Dataset records:
......

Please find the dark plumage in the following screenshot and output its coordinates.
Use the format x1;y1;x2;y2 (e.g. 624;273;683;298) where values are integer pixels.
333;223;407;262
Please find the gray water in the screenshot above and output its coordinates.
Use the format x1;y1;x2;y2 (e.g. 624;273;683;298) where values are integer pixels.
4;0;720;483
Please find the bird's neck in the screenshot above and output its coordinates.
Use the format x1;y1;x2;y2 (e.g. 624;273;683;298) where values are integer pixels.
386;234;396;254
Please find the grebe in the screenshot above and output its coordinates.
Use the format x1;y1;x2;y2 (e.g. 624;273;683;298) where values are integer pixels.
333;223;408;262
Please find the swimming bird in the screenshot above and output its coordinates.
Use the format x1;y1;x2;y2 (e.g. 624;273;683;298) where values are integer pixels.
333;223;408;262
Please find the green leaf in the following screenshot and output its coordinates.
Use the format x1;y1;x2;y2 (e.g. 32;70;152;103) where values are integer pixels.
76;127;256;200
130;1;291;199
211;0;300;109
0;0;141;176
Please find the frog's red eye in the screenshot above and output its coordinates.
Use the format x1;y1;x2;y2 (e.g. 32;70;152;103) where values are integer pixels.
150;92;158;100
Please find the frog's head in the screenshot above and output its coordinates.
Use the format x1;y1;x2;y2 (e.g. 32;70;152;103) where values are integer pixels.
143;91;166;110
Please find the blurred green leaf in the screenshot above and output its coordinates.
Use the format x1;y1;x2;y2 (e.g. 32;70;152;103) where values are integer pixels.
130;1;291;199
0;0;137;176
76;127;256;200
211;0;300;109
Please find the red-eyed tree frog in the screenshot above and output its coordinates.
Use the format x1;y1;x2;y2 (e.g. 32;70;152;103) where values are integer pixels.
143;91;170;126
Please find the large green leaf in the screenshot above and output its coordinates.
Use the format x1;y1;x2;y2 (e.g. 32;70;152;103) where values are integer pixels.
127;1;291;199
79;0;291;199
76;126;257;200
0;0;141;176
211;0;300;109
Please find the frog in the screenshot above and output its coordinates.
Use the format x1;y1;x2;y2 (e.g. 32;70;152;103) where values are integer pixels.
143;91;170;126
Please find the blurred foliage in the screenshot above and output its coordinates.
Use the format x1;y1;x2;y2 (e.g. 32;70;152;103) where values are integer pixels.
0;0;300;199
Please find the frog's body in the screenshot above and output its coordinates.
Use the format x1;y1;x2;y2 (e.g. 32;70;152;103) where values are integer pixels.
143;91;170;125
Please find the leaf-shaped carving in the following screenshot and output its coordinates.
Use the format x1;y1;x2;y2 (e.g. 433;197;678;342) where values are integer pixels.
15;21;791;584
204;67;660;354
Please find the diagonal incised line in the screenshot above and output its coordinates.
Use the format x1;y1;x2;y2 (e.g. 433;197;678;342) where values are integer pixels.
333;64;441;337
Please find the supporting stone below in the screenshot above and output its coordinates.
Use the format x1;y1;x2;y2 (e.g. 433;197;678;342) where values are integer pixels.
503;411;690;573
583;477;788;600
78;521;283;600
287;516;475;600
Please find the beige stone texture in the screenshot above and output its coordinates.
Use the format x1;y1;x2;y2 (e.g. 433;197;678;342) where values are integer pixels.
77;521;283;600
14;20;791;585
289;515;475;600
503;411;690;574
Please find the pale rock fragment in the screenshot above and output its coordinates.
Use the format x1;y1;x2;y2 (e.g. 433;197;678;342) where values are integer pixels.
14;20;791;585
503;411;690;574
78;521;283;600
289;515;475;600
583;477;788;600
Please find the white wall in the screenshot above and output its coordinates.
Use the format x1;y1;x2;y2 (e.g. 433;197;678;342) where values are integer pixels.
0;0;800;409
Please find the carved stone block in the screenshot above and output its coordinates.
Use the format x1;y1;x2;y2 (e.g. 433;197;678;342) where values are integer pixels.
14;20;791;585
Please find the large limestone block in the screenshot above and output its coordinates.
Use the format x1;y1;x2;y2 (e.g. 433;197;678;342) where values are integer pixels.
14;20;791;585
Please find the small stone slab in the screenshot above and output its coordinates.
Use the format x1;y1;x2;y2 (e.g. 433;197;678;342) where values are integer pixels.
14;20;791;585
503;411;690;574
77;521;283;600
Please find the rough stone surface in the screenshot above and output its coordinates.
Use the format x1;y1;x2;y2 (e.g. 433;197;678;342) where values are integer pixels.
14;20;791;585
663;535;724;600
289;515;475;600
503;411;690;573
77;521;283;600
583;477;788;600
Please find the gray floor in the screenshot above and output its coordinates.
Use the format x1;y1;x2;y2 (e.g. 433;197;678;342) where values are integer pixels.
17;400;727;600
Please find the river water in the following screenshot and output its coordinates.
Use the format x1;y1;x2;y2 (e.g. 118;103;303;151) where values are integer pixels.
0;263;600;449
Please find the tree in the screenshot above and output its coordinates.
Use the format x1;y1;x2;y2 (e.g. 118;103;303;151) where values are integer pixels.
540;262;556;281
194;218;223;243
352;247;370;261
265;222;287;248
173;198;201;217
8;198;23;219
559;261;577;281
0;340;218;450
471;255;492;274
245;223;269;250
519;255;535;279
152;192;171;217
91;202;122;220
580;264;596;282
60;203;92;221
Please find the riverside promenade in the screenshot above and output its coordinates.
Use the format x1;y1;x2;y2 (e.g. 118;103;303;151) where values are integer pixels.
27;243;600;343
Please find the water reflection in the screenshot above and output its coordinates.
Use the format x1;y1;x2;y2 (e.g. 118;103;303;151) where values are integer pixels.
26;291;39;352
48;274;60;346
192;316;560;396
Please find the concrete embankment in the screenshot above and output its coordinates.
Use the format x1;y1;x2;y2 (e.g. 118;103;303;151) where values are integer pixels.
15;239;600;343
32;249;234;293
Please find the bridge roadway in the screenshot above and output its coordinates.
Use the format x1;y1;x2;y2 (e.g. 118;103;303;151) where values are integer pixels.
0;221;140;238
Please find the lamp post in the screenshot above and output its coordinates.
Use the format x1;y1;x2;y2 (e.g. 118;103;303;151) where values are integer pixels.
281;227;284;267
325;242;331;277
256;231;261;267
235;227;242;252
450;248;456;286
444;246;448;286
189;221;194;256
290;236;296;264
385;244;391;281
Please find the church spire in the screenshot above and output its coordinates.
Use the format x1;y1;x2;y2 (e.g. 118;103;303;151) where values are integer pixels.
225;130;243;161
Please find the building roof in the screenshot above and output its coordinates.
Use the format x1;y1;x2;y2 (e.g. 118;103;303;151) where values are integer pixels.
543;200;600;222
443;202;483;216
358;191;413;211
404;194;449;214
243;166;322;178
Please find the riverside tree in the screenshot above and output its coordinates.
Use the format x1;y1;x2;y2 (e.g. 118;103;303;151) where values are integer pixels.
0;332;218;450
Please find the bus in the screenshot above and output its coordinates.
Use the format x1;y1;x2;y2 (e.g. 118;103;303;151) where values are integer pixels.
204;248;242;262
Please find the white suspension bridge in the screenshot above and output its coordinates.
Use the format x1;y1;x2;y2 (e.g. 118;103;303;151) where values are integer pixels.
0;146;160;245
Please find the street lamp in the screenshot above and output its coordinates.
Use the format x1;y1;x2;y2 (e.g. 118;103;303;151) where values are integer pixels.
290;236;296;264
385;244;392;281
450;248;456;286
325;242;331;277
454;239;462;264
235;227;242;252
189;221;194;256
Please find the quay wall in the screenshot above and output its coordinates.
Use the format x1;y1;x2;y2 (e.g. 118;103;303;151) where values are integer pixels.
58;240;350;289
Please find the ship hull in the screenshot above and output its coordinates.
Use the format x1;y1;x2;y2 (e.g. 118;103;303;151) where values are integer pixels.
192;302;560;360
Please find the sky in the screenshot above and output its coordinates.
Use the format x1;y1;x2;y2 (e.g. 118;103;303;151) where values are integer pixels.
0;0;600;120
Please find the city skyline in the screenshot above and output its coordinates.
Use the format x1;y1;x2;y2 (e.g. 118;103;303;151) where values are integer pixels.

......

**TO DO**
Lay out the listing above as a Markdown table with the columns Row and Line, holding a row number and the line, from the line with "Please find the green" through the line with "143;91;166;110", both included. Leave out any blank lines.

**WRITTEN ANSWER**
| Row | Line |
|---|---|
| 1 | Please find the green leaf in the following screenshot and output its coordinates. |
| 2 | Use the format x1;y1;x2;y2 (e.g. 32;70;152;103) where values are integer pixels. |
| 3 | 76;127;256;200 |
| 4 | 130;1;291;199 |
| 5 | 211;0;300;109 |
| 6 | 0;0;141;176 |
| 7 | Please find the frog's red eye in the screenshot above and output its coordinates. |
| 8 | Use the format x1;y1;x2;y2 (e.g. 32;70;152;103) where values are integer pixels. |
| 9 | 150;92;158;100 |
| 10 | Please find the frog's head in the screenshot above and output its coordinates. |
| 11 | Use the format x1;y1;x2;y2 (e.g. 32;70;152;103) where values are integer pixels. |
| 12 | 143;91;166;110 |